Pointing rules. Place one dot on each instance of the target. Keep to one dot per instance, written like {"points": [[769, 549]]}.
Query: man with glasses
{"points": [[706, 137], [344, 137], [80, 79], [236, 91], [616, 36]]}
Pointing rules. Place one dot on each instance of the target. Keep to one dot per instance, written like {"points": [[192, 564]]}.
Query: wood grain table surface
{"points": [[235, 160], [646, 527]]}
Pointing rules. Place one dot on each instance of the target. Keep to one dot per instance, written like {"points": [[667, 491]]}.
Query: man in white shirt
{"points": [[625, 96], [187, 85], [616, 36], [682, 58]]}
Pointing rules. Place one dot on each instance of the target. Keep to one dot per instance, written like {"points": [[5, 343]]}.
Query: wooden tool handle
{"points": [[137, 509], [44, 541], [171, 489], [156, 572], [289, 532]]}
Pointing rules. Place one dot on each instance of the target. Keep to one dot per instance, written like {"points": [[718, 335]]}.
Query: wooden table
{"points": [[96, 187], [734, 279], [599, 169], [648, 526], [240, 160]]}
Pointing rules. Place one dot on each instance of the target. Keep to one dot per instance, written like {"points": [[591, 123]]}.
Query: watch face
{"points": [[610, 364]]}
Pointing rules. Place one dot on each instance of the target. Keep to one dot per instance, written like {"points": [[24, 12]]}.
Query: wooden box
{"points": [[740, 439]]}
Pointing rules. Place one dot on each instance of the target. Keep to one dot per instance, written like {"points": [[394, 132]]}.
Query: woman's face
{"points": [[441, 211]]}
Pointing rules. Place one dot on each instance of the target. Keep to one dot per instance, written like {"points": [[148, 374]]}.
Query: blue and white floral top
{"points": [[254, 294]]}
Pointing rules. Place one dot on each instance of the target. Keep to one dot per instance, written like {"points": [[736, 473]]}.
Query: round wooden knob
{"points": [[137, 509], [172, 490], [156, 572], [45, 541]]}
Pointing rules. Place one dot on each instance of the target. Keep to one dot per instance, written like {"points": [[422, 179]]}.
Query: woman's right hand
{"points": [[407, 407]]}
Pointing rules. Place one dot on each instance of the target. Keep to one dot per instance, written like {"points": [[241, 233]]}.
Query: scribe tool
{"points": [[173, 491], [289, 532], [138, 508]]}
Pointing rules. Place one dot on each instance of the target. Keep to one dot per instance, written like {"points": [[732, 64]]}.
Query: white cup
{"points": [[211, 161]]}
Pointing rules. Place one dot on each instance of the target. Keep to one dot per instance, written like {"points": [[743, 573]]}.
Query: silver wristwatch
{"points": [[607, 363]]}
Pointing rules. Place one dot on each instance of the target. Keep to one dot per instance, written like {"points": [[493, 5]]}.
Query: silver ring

________________

▸ STATED TASK:
Write out every line of the records exactly.

▸ SOLUTION:
Pointing rules. Place one dot on each instance of the target. Keep to one dot per instance, written like {"points": [[769, 549]]}.
Query: man with glasses
{"points": [[706, 137], [344, 137], [80, 79], [236, 91], [616, 36]]}
Pointing rules. Place one dot on each instance of the target. Keep to one dot per instance, written like {"points": [[192, 564]]}.
Query: wood grain table surface
{"points": [[235, 160], [646, 527]]}
Pointing rules. Place one dot on each instance of the target. Keep to one dot per instance, written like {"points": [[667, 491]]}.
Query: man in white shirt
{"points": [[625, 96], [187, 85], [616, 36], [682, 58]]}
Pointing rules. Place one dot on each instance of the target. Keep to one dot per instance, written like {"points": [[5, 343]]}.
Query: wooden tool handle
{"points": [[137, 509], [44, 541], [171, 489], [156, 572], [289, 532]]}
Pointing rules. Place one dot on each instance of the target. Keep to one dot per instance, written like {"points": [[718, 335]]}.
Query: wooden table
{"points": [[96, 187], [734, 279], [599, 169], [648, 526], [240, 160]]}
Pointing rules. Place one dot on each instance of the target. Keep to one dot per instance, written like {"points": [[591, 123]]}.
Query: watch face
{"points": [[610, 364]]}
Pointing rules. Place one dot on each instance of the target. Keep to one dot per instance, written like {"points": [[24, 12]]}.
Query: wooden box
{"points": [[740, 439]]}
Pointing rules. Place one dot on each instance of the target. Keep to one dot per instance, written like {"points": [[394, 132]]}.
Query: woman's face
{"points": [[441, 211]]}
Pointing rules. Place one dot on each instance of the target. Keep to one dot per instance, written like {"points": [[148, 374]]}.
Query: blue and white floral top
{"points": [[254, 294]]}
Pointing rules. Place one dot on each instance of the target. Keep to one dot per instance, written like {"points": [[736, 473]]}.
Query: round wooden knob
{"points": [[137, 509], [172, 490], [156, 572], [45, 541]]}
Pointing rules. Place one dot on each instance of the target. Keep to one dot per instance, written like {"points": [[422, 179]]}.
Query: woman's right hand
{"points": [[407, 407]]}
Pointing rules. Place one dot on each instance of the target. Keep to one dot per instance, written like {"points": [[241, 233]]}.
Query: scribe tool
{"points": [[173, 491], [289, 532], [138, 508]]}
Pointing rules. Place one dot on each instance of the target. Keep to one dot per instance, written like {"points": [[732, 64]]}.
Query: white cup
{"points": [[211, 161]]}
Pointing rules. Place one dot on each instance of the target. Keep to one dot per instance, written like {"points": [[743, 573]]}.
Query: silver wristwatch
{"points": [[607, 363]]}
Pointing rules. Place one dot on each instance of the target. Keep to one dot per instance, written like {"points": [[493, 5]]}.
Query: silver ring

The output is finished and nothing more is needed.